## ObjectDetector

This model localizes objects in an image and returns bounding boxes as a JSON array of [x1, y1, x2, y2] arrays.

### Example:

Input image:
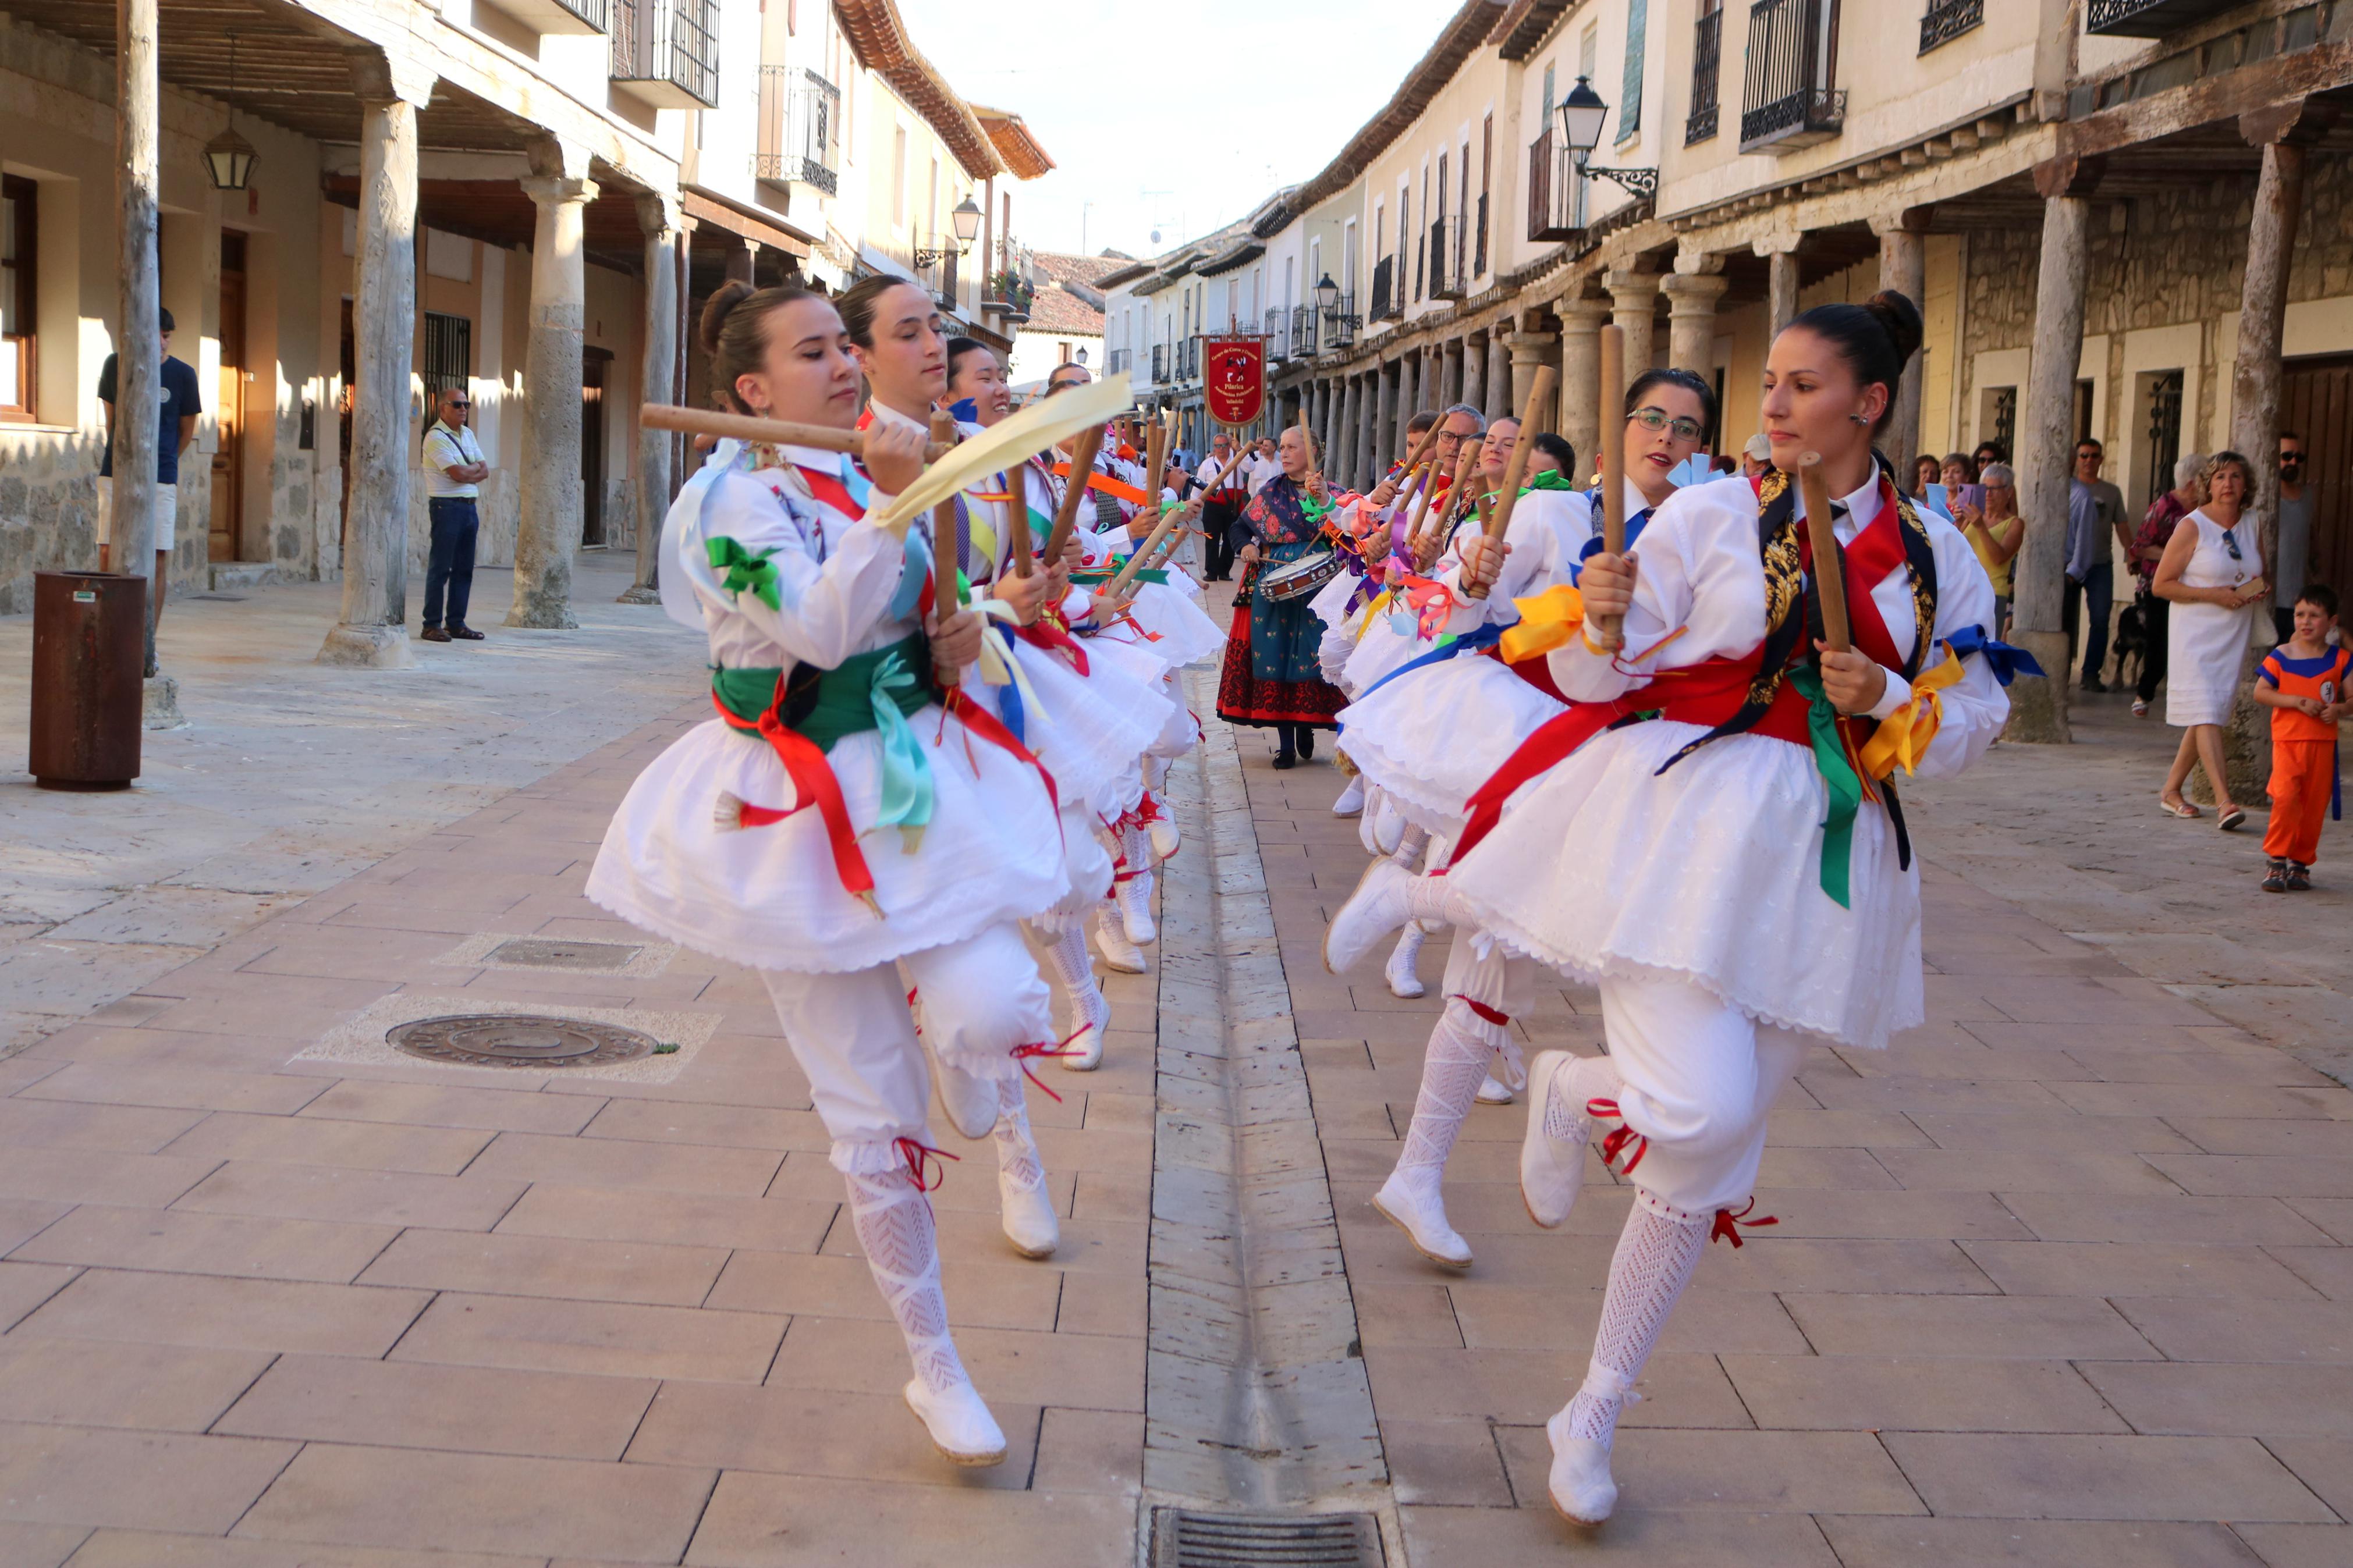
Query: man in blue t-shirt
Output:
[[97, 305, 203, 648]]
=-=-=
What you need to do
Read the entries and select each line where the word "image" is found.

Exercise solution
This model localizes objects in an image and returns bounding boxes as a JSON array of [x1, y1, x2, y2] arrays.
Input image:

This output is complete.